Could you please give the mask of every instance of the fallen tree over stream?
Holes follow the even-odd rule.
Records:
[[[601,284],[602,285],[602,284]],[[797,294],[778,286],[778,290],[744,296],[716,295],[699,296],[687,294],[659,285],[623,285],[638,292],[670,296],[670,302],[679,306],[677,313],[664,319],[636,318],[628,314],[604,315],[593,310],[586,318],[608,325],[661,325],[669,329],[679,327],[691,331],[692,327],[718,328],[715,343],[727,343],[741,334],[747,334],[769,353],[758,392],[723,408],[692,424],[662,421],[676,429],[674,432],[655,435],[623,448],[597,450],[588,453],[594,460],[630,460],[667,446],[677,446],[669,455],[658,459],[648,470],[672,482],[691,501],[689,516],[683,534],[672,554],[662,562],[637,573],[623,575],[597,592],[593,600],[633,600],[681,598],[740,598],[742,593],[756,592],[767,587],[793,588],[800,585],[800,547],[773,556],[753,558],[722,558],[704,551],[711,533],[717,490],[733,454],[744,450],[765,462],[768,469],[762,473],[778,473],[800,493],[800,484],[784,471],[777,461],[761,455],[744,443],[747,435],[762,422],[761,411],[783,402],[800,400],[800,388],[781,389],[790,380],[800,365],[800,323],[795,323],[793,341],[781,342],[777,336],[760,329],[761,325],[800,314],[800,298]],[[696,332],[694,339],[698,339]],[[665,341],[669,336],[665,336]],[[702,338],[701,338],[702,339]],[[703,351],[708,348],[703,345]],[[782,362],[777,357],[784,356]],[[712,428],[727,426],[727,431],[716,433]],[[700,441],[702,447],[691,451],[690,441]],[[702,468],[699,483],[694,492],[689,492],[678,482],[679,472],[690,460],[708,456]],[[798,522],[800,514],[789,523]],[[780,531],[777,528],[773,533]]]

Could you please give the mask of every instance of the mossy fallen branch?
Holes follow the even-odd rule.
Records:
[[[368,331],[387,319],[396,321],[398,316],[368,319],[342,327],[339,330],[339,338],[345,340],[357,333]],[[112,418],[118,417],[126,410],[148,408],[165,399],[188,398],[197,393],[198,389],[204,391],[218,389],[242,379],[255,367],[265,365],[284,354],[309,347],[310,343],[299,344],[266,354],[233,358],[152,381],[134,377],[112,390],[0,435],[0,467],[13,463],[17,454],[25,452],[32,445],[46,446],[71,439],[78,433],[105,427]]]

WHAT IS REQUIRED: Exact copies of the lines from the one holding "mossy fallen branch?" through the last line above, and only those, make up the answer.

THE COMPLETED TASK:
Could you please give the mask of every instance of the mossy fallen branch?
Holes follow the even-odd rule.
Records:
[[[368,331],[387,319],[396,321],[398,316],[368,319],[342,327],[339,330],[339,338],[345,340],[357,333]],[[112,418],[118,417],[126,410],[148,408],[165,399],[188,398],[197,393],[198,389],[204,391],[218,389],[242,379],[255,367],[265,365],[284,354],[309,347],[310,343],[299,344],[266,354],[233,358],[152,381],[134,377],[112,390],[0,435],[0,467],[13,463],[17,454],[25,452],[32,445],[46,446],[71,439],[78,433],[105,427]]]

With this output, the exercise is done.